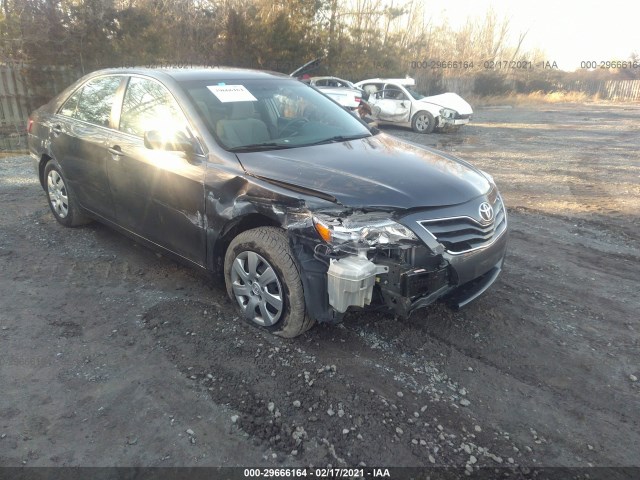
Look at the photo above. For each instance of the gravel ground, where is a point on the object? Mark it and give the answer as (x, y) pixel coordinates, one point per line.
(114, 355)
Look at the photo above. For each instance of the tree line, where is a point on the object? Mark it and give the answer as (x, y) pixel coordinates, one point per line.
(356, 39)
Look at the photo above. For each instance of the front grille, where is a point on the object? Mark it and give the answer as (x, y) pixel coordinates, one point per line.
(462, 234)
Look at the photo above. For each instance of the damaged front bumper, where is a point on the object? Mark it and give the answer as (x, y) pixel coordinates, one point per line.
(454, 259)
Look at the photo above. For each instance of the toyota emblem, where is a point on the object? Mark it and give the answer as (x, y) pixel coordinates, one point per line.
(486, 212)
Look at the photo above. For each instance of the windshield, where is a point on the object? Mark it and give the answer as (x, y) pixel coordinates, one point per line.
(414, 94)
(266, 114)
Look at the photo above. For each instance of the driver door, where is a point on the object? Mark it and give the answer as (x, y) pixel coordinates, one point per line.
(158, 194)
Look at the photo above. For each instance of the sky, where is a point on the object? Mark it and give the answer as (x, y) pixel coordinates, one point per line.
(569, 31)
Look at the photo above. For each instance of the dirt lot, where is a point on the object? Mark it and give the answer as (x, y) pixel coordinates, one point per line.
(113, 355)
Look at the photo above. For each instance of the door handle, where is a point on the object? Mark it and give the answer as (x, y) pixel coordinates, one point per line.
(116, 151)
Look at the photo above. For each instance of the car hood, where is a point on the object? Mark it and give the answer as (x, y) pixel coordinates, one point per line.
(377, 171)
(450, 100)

#### [Work request]
Repeat the material above word for word and skip every image in it.

#### [Response to the task]
Look at the photo above. For each instance of the gravel ground, where is a point on the object? Mark it and give the answer as (x, y) pixel coordinates, one point per line.
(114, 355)
Look at the photo above. For each instance of the tree line, where is a point on the object? Mark it and give the answer as (x, y) pixel coordinates, one point per line.
(356, 39)
Look at the photo above. For each instance of the front grille, where is a point on the object? Mark it and give the answer as (x, y) pixel coordinates, one point per line.
(462, 234)
Look at the photo above. For each instance of the damaged front bumper, where is a point on the object? Mark it and give the answer as (x, y) pixel coordinates, one point per line.
(454, 259)
Look at the photo above. For each instance of the toyota emblem, where is a point on the object? Mark it and give the answer as (x, y) pixel coordinates, one point per line.
(486, 212)
Look at the photo above. For each instance of the windshield, where is a point on the object? Mark it and give the answer as (x, y) pixel coordinates, one point per line.
(414, 94)
(266, 114)
Look at the photo above. For each instance of the driver door, where is a point on the object? Mark it and give the answer as (x, y) pixel coordinates, one point per line.
(158, 194)
Look at the photo above. For each instance of the sky, where is a point on the object? Mark it and give the answer as (x, y) pixel coordinates, one point per line.
(569, 31)
Look at the photo above. For each instance of the dirt lot, where is a point on the object? Mark it and give the answer as (x, y) pixel coordinates, one point per line.
(113, 355)
Look at the photo above. For each instance of the door handle, where is a point on the object? Mark it and give the answer as (x, y) pixel coordinates, one point per line.
(116, 151)
Look at the photo above. For each instance of the car hood, where is a point on the object? Mark it and give the answer as (x, y) pixel coordinates, one point per line.
(377, 171)
(450, 100)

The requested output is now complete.